**Extrahierter Text**:

★ ★ ★

Das befürchten auch Politiker, wie kürzlich erst Familienministerin Franziska Giffey. Sie sprach ihre Sorge aus, es drohe eine Überlastung der Frauenhäuser wegen der ansteigenden Fälle von häuslicher Gewalt.
Emmy Megler leitet das AWOFrauenhaus in Neu-Ulm seit fast drei Jahrzehnten. Auch sie hat von diesen Befürchtungen gehört, kann sie zum jetzigen Zeitpunkt allerdings nicht bestätigen. „Erstaunlicherweise haben wir noch keinen besonders großen Zulauf in dieser Situation“, sagt Megler. „Wir befürchten allerdings, dass eine größere Welle kommt, wenn die Kontaktsperre aufgehoben wird.“
Im vergangenen Monat waren es acht Anfragen von Frauen, im Durchschnitt seien es allerdings 13
Frauen im Monat, die sich an das Frauenhaus wenden. Megler sieht verschiedene Gründe, warum sich aktuell weniger Betroffene melden. „Zum einen habe ich die Hoffnung in das humanistische Menschenbild nicht verloren und wünsche mir, dass sich die Menschen in dieser Zeit wieder auf das Wesentliche konzentrieren“, sagt Megler. Der ihrer Meinung nach jedoch viel wahrscheinlichere Grund sei, dass viele Frauen glauben, es habe ohnehin alles geschlossen und auch das Frauenhaus habe den Betrieb eingestellt. „Das ist nicht so. Wir sind für die Frauen auf jeden Fall da“, betont die Leiterin.

★ ★ ★

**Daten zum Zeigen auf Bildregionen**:
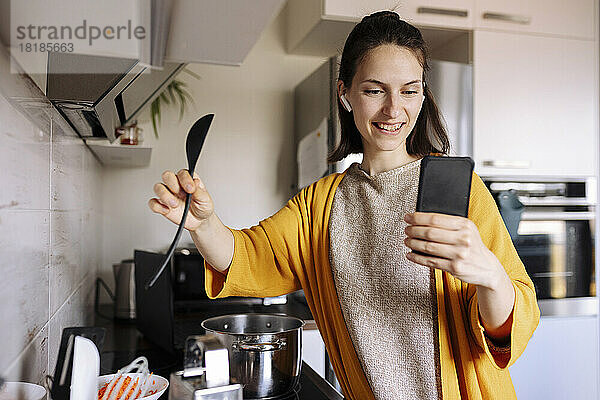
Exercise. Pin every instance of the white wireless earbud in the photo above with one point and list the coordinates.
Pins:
(345, 103)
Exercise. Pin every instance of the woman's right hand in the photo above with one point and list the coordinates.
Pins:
(171, 194)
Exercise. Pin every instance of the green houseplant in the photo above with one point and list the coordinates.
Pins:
(174, 94)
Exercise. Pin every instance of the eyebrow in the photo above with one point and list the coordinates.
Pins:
(383, 84)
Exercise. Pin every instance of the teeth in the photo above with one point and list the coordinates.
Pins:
(388, 127)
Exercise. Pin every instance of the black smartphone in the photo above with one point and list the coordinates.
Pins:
(445, 185)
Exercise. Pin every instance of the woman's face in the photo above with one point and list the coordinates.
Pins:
(386, 97)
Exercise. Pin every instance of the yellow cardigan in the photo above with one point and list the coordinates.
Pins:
(290, 251)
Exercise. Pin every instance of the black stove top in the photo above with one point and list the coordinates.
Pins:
(311, 385)
(123, 343)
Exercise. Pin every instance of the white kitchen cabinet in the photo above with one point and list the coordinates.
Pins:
(560, 361)
(313, 350)
(320, 27)
(555, 17)
(534, 105)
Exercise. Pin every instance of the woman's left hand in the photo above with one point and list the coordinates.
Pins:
(452, 244)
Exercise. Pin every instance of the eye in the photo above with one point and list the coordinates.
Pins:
(373, 91)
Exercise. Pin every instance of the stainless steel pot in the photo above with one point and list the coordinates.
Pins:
(265, 351)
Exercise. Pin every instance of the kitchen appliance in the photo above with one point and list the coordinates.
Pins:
(555, 235)
(159, 318)
(60, 387)
(315, 100)
(124, 273)
(110, 93)
(265, 351)
(206, 372)
(193, 145)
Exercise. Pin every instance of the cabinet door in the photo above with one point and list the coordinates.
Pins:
(313, 351)
(437, 13)
(535, 105)
(560, 361)
(568, 18)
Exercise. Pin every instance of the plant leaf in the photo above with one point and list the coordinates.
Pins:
(171, 88)
(163, 97)
(155, 114)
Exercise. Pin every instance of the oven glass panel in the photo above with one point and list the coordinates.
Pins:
(558, 256)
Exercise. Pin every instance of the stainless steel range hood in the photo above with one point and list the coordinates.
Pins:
(111, 93)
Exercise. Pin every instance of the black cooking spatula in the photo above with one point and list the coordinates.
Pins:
(193, 145)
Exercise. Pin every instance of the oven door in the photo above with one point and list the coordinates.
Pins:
(557, 248)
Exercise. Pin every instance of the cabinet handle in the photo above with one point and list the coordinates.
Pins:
(442, 11)
(505, 164)
(517, 19)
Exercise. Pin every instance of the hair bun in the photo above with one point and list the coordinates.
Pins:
(383, 14)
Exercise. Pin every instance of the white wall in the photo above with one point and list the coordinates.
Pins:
(50, 213)
(248, 158)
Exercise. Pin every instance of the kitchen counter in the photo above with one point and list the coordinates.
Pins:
(123, 343)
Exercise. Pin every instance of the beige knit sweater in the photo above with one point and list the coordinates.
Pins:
(387, 301)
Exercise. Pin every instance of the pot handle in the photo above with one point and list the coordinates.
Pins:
(246, 345)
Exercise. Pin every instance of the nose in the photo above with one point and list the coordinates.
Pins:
(393, 105)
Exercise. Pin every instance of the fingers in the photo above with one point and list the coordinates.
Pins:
(157, 207)
(450, 222)
(438, 235)
(171, 181)
(447, 251)
(165, 196)
(186, 181)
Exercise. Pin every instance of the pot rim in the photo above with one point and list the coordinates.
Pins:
(302, 323)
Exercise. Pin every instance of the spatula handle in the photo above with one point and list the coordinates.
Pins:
(152, 281)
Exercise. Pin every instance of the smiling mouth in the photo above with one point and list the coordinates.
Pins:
(389, 128)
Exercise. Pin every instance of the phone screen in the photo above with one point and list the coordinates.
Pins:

★ ★ ★

**Ziel der Aufgabe**:
Wie lange leitet Emmy Megler laut dem Text über das Frauenhaus in Neu-Ulm diese Einrichtung bereits?

**Ihre Lösung**:
Seit fast drei Jahrzehnten.